Given records =>
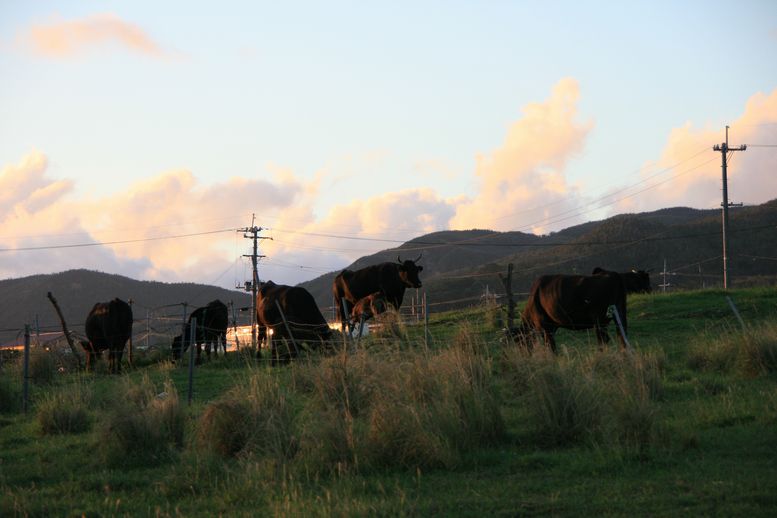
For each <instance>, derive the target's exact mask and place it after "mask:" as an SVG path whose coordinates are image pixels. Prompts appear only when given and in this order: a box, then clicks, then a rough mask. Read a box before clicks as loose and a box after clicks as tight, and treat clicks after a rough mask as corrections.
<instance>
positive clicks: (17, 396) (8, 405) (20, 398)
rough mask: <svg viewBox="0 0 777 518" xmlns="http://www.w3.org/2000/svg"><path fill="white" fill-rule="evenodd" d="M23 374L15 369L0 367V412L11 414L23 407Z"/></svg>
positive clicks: (15, 411) (1, 412) (0, 413)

Problem requirements => Your task is a word-for-word transcription of the entries, leaving out all pictures.

Written reply =>
For each <instance>, derive the target's exact mask and place it after "mask:" as an SVG path whose coordinates are image pixels. Prompts appear only when given and in this order: a box, then clicks, then a rough mask. Read a box before clicks as loose and a box after clicks as tight, and treat clicks after a rough mask as corrections.
<instance>
positive clicks: (17, 396) (8, 405) (20, 398)
rough mask: <svg viewBox="0 0 777 518" xmlns="http://www.w3.org/2000/svg"><path fill="white" fill-rule="evenodd" d="M23 374L15 369L0 367V412L11 414L23 407Z"/></svg>
positive clicks: (15, 411) (1, 412) (0, 413)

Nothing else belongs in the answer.